(THE EXERCISE) Copy the data below exactly.

(TASK MATERIAL)
....
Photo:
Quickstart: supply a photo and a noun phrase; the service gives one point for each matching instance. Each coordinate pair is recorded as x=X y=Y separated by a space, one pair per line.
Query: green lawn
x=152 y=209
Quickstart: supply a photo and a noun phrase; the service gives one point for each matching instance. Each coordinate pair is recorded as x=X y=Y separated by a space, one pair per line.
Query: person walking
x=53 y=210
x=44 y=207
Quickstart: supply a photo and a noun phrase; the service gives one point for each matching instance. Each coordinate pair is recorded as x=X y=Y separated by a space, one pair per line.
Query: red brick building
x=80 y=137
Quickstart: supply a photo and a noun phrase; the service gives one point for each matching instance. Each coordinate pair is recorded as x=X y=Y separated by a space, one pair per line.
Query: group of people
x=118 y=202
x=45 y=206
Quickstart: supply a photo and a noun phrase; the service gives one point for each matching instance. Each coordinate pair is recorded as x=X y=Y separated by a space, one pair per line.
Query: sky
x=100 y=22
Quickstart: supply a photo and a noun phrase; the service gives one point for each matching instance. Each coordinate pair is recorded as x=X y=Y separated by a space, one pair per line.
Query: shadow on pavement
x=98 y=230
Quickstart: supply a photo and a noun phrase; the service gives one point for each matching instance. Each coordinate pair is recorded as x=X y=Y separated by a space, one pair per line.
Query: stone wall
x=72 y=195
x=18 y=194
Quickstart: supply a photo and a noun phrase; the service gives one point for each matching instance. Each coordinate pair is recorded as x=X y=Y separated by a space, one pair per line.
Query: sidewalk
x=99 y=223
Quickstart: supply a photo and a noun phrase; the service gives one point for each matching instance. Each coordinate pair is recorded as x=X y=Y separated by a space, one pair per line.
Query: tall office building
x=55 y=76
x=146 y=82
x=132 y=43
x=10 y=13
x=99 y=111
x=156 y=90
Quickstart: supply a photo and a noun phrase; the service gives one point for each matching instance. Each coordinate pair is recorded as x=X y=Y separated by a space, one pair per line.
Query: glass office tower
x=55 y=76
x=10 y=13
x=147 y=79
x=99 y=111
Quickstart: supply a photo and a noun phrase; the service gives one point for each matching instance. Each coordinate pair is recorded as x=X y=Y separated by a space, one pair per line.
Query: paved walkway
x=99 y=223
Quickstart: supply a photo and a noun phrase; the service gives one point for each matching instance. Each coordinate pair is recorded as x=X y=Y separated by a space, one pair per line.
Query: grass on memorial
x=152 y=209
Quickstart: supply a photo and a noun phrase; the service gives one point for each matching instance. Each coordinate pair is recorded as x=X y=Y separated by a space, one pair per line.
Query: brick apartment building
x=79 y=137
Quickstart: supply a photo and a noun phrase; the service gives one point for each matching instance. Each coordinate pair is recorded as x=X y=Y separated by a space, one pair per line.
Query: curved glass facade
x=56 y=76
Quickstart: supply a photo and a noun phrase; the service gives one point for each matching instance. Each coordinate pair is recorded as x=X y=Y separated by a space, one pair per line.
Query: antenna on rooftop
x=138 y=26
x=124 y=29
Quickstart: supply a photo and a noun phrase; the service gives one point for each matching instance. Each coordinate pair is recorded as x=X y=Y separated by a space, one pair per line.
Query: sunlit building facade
....
(TASK RESPONSE)
Photo:
Quickstart: supply a photo and a noun phrase; the service gives one point for each matching instance. Each coordinate pair is recorded as x=X y=Y separated by a space, one pair per line.
Query: green lawn
x=152 y=209
Quickstart: supply a photo and a noun phrase; the service gives one point for each matching instance. Each coordinate pair is recorded as x=X y=Y separated by a space, one pair per line.
Query: person walking
x=53 y=210
x=44 y=207
Quickstart: supply a photo and a noun phrase; the service gives one point for each matching instance. Each coordinate pair is recorded as x=X y=Y separated by a space, one pair per line.
Query: red brick building
x=80 y=137
Quickstart: supply a photo and a noun phrase; the service gives one point for each matching instance. Each coordinate pair is recorded as x=X y=Y separated by a space, one pair per line.
Query: group of people
x=118 y=202
x=45 y=206
Quickstart: supply a photo and a noun phrase; the service gives one point for each matching instance. Each coordinate pair is recorded as x=X y=Y separated by a space, one pair per line.
Query: sky
x=100 y=22
Quickstart: supply a photo and a noun phrase; the service gives one point for each matching instance. Each coordinate pair is recorded as x=X y=Y separated by a space, one pair per line.
Query: shadow on pavement
x=98 y=230
Quickstart: supply a photo and a noun phrase; the service gives one point for each matching instance. Each coordinate pair is recorded as x=X y=Y separated by a space, one pair per line.
Query: stone wall
x=72 y=195
x=18 y=194
Quickstart: supply a photo and a noun phrase; the service gives one point for each matching instance. Each coordinate pair is recorded as x=X y=Y separated by a space, one pair per line.
Query: sidewalk
x=99 y=223
Quickstart: supply a photo and a noun phrase; the service gives one point for each matching instance. Each coordinate pair is recorded as x=X y=Y separated by a space, one pair per line.
Query: tall office building
x=55 y=76
x=146 y=82
x=132 y=43
x=10 y=13
x=99 y=111
x=156 y=90
Quickstart: supply a photo and a noun phrase; the service gives one point for each matching instance. Each coordinate pair is recorded as x=X y=Y separated by a space, one pair per line.
Query: glass office tower
x=55 y=76
x=10 y=13
x=147 y=79
x=99 y=111
Quickstart: supply a photo and a noun phrase; the service gives one point for each matching instance. Each coordinate pair is recorded as x=X y=Y separated by a space, one pair per line.
Query: paved walkway
x=99 y=223
Quickstart: supply a photo and a noun phrase; the service gives one point for each matching instance. Each coordinate pair is recorded as x=X y=Y separated by a space, one pair per line.
Query: grass on memorial
x=152 y=209
Quickstart: supply a photo and a noun phrase; the service gives one point for each matching instance. Each coordinate pair is recorded as x=X y=Y separated by a space, one pair per line.
Query: brick apartment building
x=79 y=137
Quickstart: supply a photo and a noun phrase; the service gives one point for each matching instance. Each coordinate pair is recorded as x=X y=Y separated by a space, one pair per line.
Query: curved glass facade
x=56 y=76
Quickstart: supply a photo and a noun phrase; the service gives one point for each matching instance. Each coordinate pair is recorded as x=X y=Y separated by a space, one pair per line.
Query: antenna on rooftop
x=138 y=26
x=124 y=29
Quickstart: supply a photo and a noun phrase; the service gives one point for each matching instance. Each coordinate pair is recorded as x=X y=Y separated by a space, one pair per line.
Query: sunlit building facade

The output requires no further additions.